Task requirements
Please return the entries, omitting and altering nothing.

(Records supplied begins)

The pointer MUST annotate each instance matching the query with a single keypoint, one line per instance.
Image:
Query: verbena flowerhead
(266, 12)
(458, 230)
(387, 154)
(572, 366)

(Records supplied ends)

Final answer
The pointer MUST annotate each instance matching the query with a single keypoint, one line per instance.
Image:
Query: verbena flowerhead
(266, 12)
(458, 230)
(387, 154)
(572, 366)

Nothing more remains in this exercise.